[Annotated coordinate records]

* START *

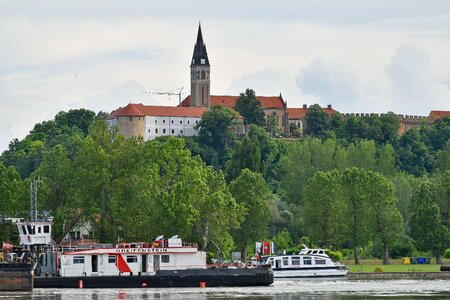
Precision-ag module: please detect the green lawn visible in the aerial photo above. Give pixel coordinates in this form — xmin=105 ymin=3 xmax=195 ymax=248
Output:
xmin=341 ymin=259 xmax=450 ymax=272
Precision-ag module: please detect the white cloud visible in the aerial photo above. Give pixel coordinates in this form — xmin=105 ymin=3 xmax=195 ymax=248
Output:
xmin=0 ymin=0 xmax=450 ymax=151
xmin=386 ymin=44 xmax=450 ymax=114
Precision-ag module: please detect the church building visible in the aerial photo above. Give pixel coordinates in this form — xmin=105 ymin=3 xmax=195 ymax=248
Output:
xmin=107 ymin=24 xmax=289 ymax=140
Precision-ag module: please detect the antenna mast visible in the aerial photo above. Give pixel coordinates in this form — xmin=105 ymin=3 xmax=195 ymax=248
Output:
xmin=30 ymin=177 xmax=42 ymax=222
xmin=142 ymin=87 xmax=183 ymax=104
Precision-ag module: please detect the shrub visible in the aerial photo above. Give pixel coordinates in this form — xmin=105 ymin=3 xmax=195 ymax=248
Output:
xmin=441 ymin=265 xmax=450 ymax=272
xmin=373 ymin=267 xmax=384 ymax=273
xmin=389 ymin=241 xmax=416 ymax=258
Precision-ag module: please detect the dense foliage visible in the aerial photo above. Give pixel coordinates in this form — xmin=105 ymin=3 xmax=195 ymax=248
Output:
xmin=0 ymin=102 xmax=450 ymax=263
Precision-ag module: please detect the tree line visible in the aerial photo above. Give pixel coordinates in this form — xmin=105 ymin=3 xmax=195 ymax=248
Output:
xmin=0 ymin=90 xmax=450 ymax=263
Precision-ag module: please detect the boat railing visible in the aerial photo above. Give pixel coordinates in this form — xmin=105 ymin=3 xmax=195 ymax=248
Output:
xmin=57 ymin=240 xmax=198 ymax=253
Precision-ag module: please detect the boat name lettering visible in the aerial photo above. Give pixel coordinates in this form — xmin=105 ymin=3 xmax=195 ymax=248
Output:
xmin=116 ymin=248 xmax=167 ymax=253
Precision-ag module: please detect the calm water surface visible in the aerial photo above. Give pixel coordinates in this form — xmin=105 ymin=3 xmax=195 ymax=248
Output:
xmin=0 ymin=279 xmax=450 ymax=300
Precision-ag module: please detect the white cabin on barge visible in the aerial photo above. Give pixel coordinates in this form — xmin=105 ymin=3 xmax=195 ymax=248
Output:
xmin=59 ymin=236 xmax=207 ymax=277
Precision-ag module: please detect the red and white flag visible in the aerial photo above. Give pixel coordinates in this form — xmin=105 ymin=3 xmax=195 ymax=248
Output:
xmin=3 ymin=241 xmax=14 ymax=249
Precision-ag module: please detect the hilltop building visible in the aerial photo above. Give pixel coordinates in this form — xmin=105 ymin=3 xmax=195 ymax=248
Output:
xmin=107 ymin=24 xmax=450 ymax=140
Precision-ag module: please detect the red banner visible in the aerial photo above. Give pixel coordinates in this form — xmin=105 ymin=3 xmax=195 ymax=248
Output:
xmin=3 ymin=241 xmax=14 ymax=249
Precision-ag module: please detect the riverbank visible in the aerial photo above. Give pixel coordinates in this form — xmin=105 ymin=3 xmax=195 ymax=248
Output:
xmin=346 ymin=272 xmax=450 ymax=280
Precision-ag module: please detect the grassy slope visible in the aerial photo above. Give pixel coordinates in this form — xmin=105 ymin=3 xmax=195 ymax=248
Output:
xmin=341 ymin=259 xmax=450 ymax=272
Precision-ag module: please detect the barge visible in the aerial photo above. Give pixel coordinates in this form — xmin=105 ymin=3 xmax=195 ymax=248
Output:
xmin=13 ymin=221 xmax=274 ymax=288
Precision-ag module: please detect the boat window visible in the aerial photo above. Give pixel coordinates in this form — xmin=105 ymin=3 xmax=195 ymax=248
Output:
xmin=314 ymin=258 xmax=326 ymax=265
xmin=127 ymin=255 xmax=137 ymax=262
xmin=291 ymin=256 xmax=300 ymax=266
xmin=303 ymin=256 xmax=312 ymax=265
xmin=73 ymin=256 xmax=84 ymax=264
xmin=27 ymin=225 xmax=34 ymax=234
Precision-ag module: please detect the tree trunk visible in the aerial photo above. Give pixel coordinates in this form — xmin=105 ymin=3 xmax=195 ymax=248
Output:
xmin=383 ymin=243 xmax=390 ymax=265
xmin=353 ymin=245 xmax=359 ymax=265
xmin=202 ymin=221 xmax=209 ymax=249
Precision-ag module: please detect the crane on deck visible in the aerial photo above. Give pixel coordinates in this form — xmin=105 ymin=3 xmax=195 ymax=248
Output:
xmin=142 ymin=87 xmax=183 ymax=104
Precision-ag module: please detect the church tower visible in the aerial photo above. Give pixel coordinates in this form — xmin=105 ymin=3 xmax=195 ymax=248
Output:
xmin=191 ymin=24 xmax=211 ymax=108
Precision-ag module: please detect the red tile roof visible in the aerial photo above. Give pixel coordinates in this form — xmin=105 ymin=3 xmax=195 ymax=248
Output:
xmin=288 ymin=108 xmax=308 ymax=119
xmin=430 ymin=110 xmax=450 ymax=119
xmin=108 ymin=103 xmax=206 ymax=119
xmin=180 ymin=95 xmax=284 ymax=109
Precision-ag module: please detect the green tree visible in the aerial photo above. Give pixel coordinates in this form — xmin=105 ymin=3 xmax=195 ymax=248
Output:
xmin=342 ymin=168 xmax=373 ymax=265
xmin=396 ymin=128 xmax=434 ymax=176
xmin=226 ymin=136 xmax=261 ymax=181
xmin=366 ymin=172 xmax=403 ymax=264
xmin=230 ymin=169 xmax=276 ymax=258
xmin=378 ymin=111 xmax=400 ymax=146
xmin=196 ymin=105 xmax=242 ymax=168
xmin=303 ymin=170 xmax=343 ymax=247
xmin=234 ymin=89 xmax=266 ymax=126
xmin=347 ymin=140 xmax=377 ymax=170
xmin=411 ymin=181 xmax=450 ymax=264
xmin=436 ymin=140 xmax=450 ymax=172
xmin=344 ymin=115 xmax=368 ymax=143
xmin=55 ymin=108 xmax=95 ymax=135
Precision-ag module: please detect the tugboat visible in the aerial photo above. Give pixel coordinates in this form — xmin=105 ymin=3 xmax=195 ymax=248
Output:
xmin=11 ymin=221 xmax=274 ymax=288
xmin=0 ymin=234 xmax=34 ymax=291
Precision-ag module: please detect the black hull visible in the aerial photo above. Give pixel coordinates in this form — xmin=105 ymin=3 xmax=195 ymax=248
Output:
xmin=34 ymin=268 xmax=273 ymax=288
xmin=0 ymin=263 xmax=33 ymax=291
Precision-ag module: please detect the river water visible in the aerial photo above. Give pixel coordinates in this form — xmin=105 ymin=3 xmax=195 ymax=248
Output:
xmin=0 ymin=279 xmax=450 ymax=300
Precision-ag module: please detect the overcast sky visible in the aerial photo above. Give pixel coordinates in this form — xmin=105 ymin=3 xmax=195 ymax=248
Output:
xmin=0 ymin=0 xmax=450 ymax=152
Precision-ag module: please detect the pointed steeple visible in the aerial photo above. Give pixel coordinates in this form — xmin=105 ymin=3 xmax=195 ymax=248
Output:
xmin=191 ymin=23 xmax=209 ymax=66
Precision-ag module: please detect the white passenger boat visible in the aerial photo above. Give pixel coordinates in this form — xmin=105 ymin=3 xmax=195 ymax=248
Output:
xmin=261 ymin=247 xmax=348 ymax=279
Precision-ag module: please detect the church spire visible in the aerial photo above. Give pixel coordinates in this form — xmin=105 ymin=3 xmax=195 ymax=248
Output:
xmin=191 ymin=23 xmax=211 ymax=108
xmin=191 ymin=23 xmax=209 ymax=66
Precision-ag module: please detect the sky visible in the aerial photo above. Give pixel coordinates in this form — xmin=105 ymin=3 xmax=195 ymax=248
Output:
xmin=0 ymin=0 xmax=450 ymax=152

* END *

» **Task to carry out**
Update the data from the line with "Precision-ag module: please detect the red tile" up to and including the line with "xmin=180 ymin=95 xmax=284 ymax=109" by replacing "red tile roof" with "clay tile roof", leaving everything else unchanged. Return only those lines.

» **Exercise solution**
Precision-ag module: please detect the clay tile roof visible in the aerial photo above. Give pixel coordinates in this form — xmin=105 ymin=3 xmax=195 ymax=248
Output:
xmin=288 ymin=108 xmax=308 ymax=119
xmin=430 ymin=110 xmax=450 ymax=119
xmin=108 ymin=103 xmax=206 ymax=119
xmin=180 ymin=95 xmax=284 ymax=109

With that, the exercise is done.